RECORDS FOR THE EXERCISE -
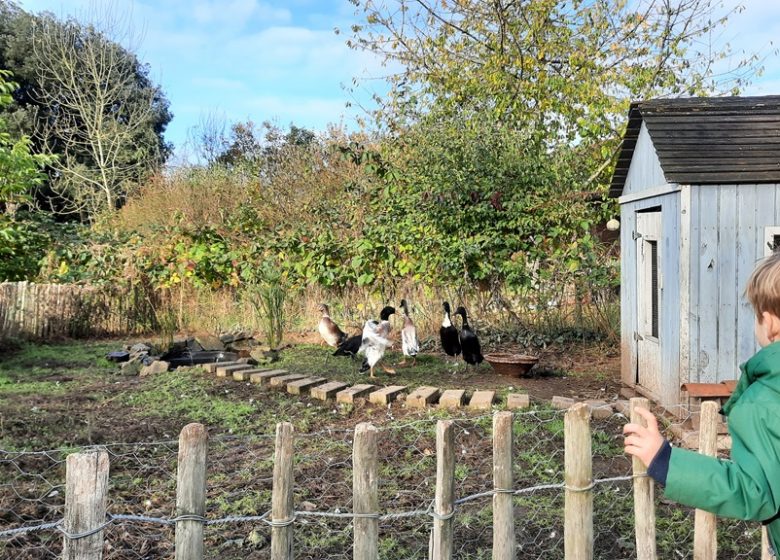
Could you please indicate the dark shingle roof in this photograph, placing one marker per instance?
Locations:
(707, 140)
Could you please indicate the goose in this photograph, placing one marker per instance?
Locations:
(409, 343)
(469, 343)
(376, 339)
(450, 341)
(329, 330)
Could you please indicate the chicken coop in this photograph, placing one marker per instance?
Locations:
(698, 184)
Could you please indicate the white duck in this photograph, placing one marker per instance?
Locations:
(376, 339)
(409, 343)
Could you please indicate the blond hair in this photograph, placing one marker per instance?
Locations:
(763, 287)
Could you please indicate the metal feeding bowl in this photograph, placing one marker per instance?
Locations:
(515, 365)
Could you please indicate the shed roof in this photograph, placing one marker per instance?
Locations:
(707, 140)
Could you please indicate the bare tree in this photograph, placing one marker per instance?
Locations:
(101, 111)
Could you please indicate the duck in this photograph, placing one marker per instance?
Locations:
(376, 339)
(469, 343)
(329, 330)
(409, 343)
(450, 339)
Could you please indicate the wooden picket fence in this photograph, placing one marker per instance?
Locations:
(87, 483)
(46, 311)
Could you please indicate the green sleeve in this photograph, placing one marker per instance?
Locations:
(746, 487)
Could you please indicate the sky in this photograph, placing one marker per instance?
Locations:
(281, 60)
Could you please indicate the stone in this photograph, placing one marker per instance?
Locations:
(348, 396)
(328, 390)
(622, 407)
(131, 368)
(482, 400)
(562, 402)
(227, 371)
(515, 401)
(285, 379)
(423, 396)
(302, 386)
(386, 395)
(210, 342)
(262, 377)
(452, 398)
(155, 367)
(212, 367)
(599, 409)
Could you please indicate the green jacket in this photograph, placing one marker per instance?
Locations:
(748, 485)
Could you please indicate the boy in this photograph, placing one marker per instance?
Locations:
(748, 485)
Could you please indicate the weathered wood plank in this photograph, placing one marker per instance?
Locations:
(348, 396)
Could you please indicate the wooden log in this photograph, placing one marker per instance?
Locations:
(86, 492)
(644, 495)
(348, 396)
(705, 537)
(282, 494)
(578, 509)
(191, 491)
(444, 503)
(365, 490)
(503, 512)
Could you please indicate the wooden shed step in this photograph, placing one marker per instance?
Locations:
(422, 397)
(284, 379)
(452, 398)
(227, 371)
(302, 386)
(212, 367)
(263, 377)
(327, 391)
(348, 396)
(482, 400)
(246, 374)
(707, 390)
(386, 395)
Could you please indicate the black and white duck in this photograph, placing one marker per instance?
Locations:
(469, 343)
(450, 341)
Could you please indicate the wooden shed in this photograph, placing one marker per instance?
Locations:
(698, 182)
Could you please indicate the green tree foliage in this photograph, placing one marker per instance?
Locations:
(21, 240)
(88, 100)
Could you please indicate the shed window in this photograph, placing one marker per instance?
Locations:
(771, 240)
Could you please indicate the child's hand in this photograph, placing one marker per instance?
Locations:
(643, 443)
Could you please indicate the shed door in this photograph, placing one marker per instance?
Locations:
(649, 290)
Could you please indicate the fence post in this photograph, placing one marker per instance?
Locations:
(503, 512)
(86, 490)
(578, 516)
(365, 490)
(282, 512)
(191, 491)
(644, 495)
(444, 506)
(705, 536)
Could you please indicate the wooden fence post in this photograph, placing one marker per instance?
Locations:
(365, 490)
(705, 535)
(444, 506)
(282, 511)
(86, 491)
(644, 496)
(191, 491)
(578, 515)
(503, 512)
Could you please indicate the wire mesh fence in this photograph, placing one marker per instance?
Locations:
(142, 496)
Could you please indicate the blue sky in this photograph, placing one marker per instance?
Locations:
(281, 60)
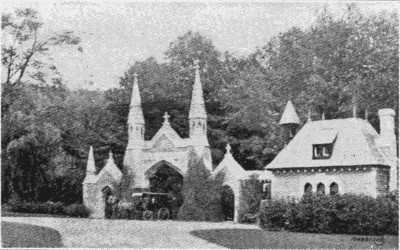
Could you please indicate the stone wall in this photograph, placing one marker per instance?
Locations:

AIM - Please reproduce all of the records above word for word, leaving out the pictures.

TASK OUTPUT -
Could you please indicate the dark shingle roof in this photograph, placing one marker per instance?
Locations:
(707, 140)
Could you please indicate the goose in this photograph, placing one marker per instance?
Locations:
(409, 343)
(469, 343)
(376, 339)
(450, 341)
(329, 330)
Could you please indicate the chicken coop in this photograph, placing one marker per instance?
Locations:
(698, 184)
Could you please indicate the white duck in this photograph, placing one marker per instance?
Locations:
(376, 339)
(409, 343)
Could you please indicate the blond hair in this photograph, placing one marker per instance?
Locations:
(763, 287)
Could you please indicate the metal feeding bowl in this photograph, placing one marker per instance?
Locations:
(515, 365)
Could you please indicate the shed roof in this photograph, placing one marker per instance?
Locations:
(707, 140)
Could you please indicate the bare tree in this photograph, placing one marker per instance?
Locations:
(101, 111)
Could you please indicate the duck in this photograph, placing one marker per instance?
Locations:
(376, 339)
(469, 343)
(329, 330)
(409, 343)
(450, 339)
Could you please indicate the wooden picket fence in this photograph, placing one marker per instance?
Locations:
(87, 483)
(46, 311)
Could you please indicate the green sleeve in this photograph, placing one marker per instance?
Locations:
(746, 487)
Could you please indicate the sky in this photograph, placing one marker per instance?
Locations:
(281, 60)
Could you please indicate the stone in this photograph, placing one marker per instance?
Locations:
(348, 396)
(328, 390)
(622, 407)
(131, 368)
(482, 400)
(562, 402)
(227, 371)
(515, 401)
(285, 379)
(423, 396)
(302, 386)
(386, 395)
(210, 342)
(262, 377)
(452, 398)
(155, 367)
(212, 367)
(599, 409)
Could you please indicate the green jacket in this photograph, placing one marker per instance?
Locations:
(748, 485)
Could you please indicate the boy in this photograph, placing one marker per instance?
Locations:
(748, 485)
Could you please indicate the weathered wood plank in this photograph, placing one marker per instance?
Locations:
(348, 396)
Could you please indicate the wooden log in this photograph, placing one marker per instance?
Locations:
(86, 492)
(644, 495)
(348, 396)
(705, 537)
(282, 494)
(578, 509)
(191, 491)
(444, 503)
(365, 490)
(503, 512)
Could you please indicate the wooden shed step in this photograph, placing one marker per instance?
Locations:
(422, 397)
(284, 379)
(452, 398)
(227, 371)
(302, 386)
(212, 367)
(263, 377)
(327, 391)
(348, 396)
(482, 400)
(246, 374)
(707, 390)
(386, 395)
Could you please indicate the black and white duck in this photograph, placing one marker per instance?
Locations:
(469, 343)
(450, 341)
Could you please indicate the wooden shed in this photograph, placing one marker per instance?
Locations:
(698, 182)
Could you please indicate the green tree foliage in this photograph, placing one marker per instance?
Locations:
(21, 240)
(88, 100)
Could you please indicate the shed window in this photograph, placing one marker per instance?
Locations:
(771, 240)
Could you please indicate the child's hand in this photograph, placing one marker per instance?
Locations:
(643, 443)
Could you please indicate the shed door in this photograph, placing one marker per instance?
Locations:
(649, 290)
Could you please indicate the fence post in this photograph, placing one marker per instance?
Locations:
(503, 512)
(86, 490)
(578, 516)
(365, 490)
(282, 512)
(191, 491)
(644, 495)
(444, 506)
(705, 536)
Could you please indicate the wooden fence post in this photograph, placing one marker per instance?
Locations:
(365, 490)
(705, 535)
(444, 506)
(282, 511)
(86, 491)
(644, 496)
(191, 491)
(578, 515)
(503, 512)
Could you please indicate the wire mesh fence in this photograph, placing one marker per instance?
Locations:
(142, 496)
Could you please indicate the blue sky in this photograph, placing one marker per instance?
Locations:
(281, 60)
Could you please indicate the stone wall in this photograph, placing one marker per instance?
Locations:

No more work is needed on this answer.